Wed | Jul 24, 2019

New mobile HIV testing unit to significantly increase coverage

Published:Saturday | December 15, 2018 | 12:45 AM
Minister of Health, Dr Christopher Tufton (centre), receives the keys to a mobile Human Immunodeficiency Virus (HIV) testing unit from United States Agency for International Development (USAID) Country Representative, Jason Fraser (left), during a handover ceremony at the Bustamante Hospital for Children, St. Andrew on Thursday. Looking on is Regional Director for the South East Regional Health Authority (SERHA), Maureen Golding.

A mobile testing unit, valued at over $12 million, which has been handed over to the South East Regional Health Authority (SERHA), will enable health personnel to go into communities to conduct human immunodeficiency virus (HIV) tests.

The unit was donated by the United States Agency for International Development (USAID) under the United States Presidents’ Emergency Plan for AIDS Relief (PEPFAR) programme, and brings to five, the total number of mobile testing units within the Ministry of Health.

The bus is equipped with countertops, a sink and a screened seating area to accommodate consultation sessions. It is retrofitted with an inverter unit to power a refrigerator.

At a handover ceremony held at the Bustamante Hospital for Children on Thursday, Health Minister, Christopher Tufton, expressed gratitude for the donation.

He said the mobile units have enhanced the capacity of health personnel to move across the country and into communities, effectively taking the testing mechanism to the people, instead of having persons go into the health facilities.

Saved entries
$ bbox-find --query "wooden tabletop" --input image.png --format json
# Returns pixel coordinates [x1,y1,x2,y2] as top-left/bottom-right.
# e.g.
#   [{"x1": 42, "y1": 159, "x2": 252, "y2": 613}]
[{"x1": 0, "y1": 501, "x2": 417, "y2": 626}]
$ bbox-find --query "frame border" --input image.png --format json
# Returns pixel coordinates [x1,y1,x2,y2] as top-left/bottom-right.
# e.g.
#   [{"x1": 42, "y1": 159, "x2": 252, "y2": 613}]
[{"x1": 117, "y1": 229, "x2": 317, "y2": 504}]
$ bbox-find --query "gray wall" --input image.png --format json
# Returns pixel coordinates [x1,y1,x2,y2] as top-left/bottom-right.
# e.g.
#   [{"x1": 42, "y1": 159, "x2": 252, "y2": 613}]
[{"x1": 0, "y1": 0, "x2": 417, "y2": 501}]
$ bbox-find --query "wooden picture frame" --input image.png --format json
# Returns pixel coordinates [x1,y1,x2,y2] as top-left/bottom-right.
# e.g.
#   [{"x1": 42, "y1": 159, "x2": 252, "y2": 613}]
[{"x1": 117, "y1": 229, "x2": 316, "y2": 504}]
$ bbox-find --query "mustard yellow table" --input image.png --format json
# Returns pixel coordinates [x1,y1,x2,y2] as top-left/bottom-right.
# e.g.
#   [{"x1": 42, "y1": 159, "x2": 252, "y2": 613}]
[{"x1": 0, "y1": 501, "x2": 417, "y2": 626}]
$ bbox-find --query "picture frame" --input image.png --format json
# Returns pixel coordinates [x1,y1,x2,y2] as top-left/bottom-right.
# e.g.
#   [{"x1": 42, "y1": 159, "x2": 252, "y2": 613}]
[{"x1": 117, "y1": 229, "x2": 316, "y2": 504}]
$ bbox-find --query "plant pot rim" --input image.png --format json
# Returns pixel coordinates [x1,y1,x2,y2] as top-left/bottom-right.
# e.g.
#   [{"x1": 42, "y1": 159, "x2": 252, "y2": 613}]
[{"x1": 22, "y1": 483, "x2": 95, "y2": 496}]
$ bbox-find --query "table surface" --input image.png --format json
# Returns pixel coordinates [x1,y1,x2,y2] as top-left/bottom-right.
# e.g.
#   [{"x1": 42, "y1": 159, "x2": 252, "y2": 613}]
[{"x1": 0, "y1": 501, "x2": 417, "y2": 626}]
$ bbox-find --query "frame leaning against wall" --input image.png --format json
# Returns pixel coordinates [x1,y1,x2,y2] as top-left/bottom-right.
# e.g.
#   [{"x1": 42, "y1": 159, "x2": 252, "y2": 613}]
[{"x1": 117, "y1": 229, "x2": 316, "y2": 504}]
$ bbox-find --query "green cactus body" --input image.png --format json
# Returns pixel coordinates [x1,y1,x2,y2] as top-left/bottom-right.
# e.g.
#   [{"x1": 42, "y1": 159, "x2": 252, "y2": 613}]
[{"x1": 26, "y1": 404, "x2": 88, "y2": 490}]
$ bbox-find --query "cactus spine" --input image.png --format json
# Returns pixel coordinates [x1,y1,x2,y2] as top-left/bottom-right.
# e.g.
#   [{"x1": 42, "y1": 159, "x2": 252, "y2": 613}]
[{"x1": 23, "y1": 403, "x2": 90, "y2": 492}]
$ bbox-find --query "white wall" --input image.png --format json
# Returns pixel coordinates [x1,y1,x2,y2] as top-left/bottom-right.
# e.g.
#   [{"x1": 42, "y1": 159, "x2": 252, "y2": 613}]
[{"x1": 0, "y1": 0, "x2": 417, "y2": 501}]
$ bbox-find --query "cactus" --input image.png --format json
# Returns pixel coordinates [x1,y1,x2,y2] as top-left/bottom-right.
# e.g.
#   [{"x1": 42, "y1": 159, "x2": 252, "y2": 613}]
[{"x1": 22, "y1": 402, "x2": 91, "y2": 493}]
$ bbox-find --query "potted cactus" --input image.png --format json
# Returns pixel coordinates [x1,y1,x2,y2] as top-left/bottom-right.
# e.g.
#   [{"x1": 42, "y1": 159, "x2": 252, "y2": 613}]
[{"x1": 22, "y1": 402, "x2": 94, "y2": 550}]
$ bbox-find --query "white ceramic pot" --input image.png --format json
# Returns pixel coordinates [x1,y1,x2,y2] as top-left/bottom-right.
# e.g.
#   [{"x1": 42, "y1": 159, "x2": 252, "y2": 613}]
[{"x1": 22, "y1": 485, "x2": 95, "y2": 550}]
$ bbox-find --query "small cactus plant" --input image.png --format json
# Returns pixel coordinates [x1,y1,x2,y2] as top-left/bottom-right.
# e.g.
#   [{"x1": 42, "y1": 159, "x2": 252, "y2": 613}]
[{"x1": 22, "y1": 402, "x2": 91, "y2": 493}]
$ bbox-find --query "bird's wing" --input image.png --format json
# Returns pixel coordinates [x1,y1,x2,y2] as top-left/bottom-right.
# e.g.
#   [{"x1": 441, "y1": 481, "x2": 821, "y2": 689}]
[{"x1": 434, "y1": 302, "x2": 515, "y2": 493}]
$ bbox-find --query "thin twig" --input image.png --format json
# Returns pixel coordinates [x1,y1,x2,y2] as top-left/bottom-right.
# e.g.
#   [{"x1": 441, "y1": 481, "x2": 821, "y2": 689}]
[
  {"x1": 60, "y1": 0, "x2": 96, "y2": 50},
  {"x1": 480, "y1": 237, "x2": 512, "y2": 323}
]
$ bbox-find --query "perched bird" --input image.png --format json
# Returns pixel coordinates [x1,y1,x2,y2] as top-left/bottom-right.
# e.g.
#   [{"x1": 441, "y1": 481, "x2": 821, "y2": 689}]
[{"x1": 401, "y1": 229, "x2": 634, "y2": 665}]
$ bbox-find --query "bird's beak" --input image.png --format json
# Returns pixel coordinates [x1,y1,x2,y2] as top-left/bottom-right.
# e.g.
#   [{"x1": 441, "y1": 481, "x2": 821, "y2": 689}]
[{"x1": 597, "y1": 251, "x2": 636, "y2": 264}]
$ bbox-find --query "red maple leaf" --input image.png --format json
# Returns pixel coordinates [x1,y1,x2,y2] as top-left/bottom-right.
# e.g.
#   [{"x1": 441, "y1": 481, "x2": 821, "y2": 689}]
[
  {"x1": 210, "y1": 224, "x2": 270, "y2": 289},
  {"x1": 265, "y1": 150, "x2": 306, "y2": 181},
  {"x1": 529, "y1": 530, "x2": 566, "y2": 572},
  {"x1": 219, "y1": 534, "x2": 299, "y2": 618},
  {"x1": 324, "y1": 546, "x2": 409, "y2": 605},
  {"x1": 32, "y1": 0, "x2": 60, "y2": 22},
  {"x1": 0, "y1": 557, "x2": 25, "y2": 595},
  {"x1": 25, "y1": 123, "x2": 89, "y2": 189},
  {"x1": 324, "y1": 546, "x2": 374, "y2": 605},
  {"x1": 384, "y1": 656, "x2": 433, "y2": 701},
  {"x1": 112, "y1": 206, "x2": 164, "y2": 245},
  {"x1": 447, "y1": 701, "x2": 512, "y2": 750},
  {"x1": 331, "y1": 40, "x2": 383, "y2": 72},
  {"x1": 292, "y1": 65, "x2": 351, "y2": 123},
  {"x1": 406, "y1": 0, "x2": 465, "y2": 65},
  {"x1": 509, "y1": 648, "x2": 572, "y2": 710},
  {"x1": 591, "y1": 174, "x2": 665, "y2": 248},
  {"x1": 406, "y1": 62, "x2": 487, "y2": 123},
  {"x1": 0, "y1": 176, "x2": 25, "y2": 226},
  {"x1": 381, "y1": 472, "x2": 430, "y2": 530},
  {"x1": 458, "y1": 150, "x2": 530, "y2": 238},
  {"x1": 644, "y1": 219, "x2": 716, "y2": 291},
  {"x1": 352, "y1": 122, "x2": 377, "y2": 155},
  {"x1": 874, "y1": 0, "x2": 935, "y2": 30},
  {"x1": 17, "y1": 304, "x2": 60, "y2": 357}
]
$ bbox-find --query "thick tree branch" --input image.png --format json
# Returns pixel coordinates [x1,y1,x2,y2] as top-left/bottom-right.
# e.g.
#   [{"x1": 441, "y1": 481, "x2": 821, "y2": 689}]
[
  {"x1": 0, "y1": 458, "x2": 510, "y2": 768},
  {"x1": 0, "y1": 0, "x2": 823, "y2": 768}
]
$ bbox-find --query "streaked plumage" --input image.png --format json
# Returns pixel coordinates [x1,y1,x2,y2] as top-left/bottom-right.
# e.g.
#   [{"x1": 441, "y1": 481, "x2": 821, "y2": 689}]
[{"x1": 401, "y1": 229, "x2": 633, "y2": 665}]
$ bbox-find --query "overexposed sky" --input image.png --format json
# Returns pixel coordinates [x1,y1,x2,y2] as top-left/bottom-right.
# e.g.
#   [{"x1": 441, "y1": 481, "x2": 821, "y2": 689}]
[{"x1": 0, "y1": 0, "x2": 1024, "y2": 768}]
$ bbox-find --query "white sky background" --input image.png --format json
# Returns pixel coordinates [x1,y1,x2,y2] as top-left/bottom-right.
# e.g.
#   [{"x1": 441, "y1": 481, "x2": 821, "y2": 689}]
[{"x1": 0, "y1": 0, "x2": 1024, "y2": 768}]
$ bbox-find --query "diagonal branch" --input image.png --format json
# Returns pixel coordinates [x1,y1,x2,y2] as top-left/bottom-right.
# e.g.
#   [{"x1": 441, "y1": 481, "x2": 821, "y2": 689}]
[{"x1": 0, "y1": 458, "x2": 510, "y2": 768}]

■ TASK REQUIREMENTS:
(1) Write out, word for word, the portion of the article on the mobile HIV testing unit starting with "A mobile testing" and going on through "Ministry of Health.".
(2) In the article on the mobile HIV testing unit, under which program did USAID donate the unit?

■ RESPONSES BY TASK:
(1)
A mobile testing unit, valued at over $12 million, which has been handed over to the South East Regional Health Authority (SERHA), will enable health personnel to go into communities to conduct human immunodeficiency virus (HIV) tests.

The unit was donated by the United States Agency for International Development (USAID) under the United States Presidents’ Emergency Plan for AIDS Relief (PEPFAR) programme, and brings to five, the total number of mobile testing units within the Ministry of Health.

(2) The United States Presidents’ Emergency Plan for AIDS Relief (PEPFAR) programme.